PROMPT: Find the line that contains "In this exercise you will locate the statue". Then set down that line and all the lines after it, to the end of the records, exactly and with nothing added.

________________________________________

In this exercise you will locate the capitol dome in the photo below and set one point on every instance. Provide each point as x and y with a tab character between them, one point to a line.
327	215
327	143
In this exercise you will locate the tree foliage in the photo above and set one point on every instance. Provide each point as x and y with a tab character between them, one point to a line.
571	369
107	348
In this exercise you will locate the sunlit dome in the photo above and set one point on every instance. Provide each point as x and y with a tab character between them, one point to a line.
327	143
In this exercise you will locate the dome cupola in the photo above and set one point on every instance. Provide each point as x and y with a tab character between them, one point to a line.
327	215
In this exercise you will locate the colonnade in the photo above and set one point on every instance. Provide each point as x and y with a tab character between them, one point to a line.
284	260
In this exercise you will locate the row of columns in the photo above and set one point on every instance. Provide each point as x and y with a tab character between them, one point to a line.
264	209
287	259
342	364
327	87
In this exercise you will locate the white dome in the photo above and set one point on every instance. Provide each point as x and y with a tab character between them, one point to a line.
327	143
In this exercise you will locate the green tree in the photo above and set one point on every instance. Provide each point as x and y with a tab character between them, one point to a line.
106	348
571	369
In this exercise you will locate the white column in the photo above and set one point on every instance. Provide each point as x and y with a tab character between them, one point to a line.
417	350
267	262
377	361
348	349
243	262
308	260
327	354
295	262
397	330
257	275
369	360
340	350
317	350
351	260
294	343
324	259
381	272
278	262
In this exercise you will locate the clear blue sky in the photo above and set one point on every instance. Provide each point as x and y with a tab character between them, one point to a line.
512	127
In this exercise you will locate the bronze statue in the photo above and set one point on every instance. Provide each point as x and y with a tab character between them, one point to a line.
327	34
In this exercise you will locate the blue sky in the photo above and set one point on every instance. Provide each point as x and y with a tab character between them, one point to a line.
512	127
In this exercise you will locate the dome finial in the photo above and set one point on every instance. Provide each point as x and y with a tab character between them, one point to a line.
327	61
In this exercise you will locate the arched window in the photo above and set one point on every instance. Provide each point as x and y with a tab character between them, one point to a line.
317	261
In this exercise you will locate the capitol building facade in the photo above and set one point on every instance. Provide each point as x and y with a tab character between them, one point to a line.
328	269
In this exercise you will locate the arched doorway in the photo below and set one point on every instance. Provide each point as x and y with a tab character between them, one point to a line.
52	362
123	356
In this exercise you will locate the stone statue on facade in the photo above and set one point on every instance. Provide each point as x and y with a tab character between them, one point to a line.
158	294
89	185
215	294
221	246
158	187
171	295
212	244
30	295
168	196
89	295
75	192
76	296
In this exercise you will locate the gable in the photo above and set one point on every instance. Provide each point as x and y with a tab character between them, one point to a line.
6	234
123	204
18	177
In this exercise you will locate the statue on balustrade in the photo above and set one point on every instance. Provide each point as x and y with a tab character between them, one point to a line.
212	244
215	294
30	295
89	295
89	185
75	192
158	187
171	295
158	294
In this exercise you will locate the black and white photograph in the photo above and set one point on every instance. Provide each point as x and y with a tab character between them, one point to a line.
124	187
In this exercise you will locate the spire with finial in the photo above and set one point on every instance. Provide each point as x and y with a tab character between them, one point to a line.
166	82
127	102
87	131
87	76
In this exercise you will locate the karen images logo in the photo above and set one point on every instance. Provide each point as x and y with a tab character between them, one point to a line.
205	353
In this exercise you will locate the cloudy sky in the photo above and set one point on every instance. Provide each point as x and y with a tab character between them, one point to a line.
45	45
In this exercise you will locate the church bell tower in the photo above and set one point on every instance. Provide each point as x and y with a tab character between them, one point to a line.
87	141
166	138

________________________________________

SOLUTION FOR THIS PROBLEM:
In this exercise you will locate the statue on balustrade in the photo above and set one point on every instance. Provide each point as x and y with a tab character between them, one point to a line.
212	244
215	294
30	295
89	295
89	185
75	192
158	187
171	295
158	294
In this exercise you will locate the black and white photograph in the photo above and set one point on every instance. Provide each point as x and y with a tab character between them, one point to a line.
124	187
In this exercise you will locate the spire with finial in the photo above and set one point on every instance. Provide each point as x and y with a tab character between them, one point to a line.
166	82
127	102
87	131
87	76
In this exercise you will locate the karen images logo in the photo above and set one point on every instance. Provide each point as x and y with a tab character between them, one point to a line.
205	353
In this exercise you will locate the cloudy sky in the photo above and set one point on every instance. Provide each point as x and y with a tab character between them, one point to a line.
45	45
In this exercise you will locate the church bell tower in the photo above and set one point on every instance. Provide each point as x and y with a tab character between them, one point to a line.
87	141
166	138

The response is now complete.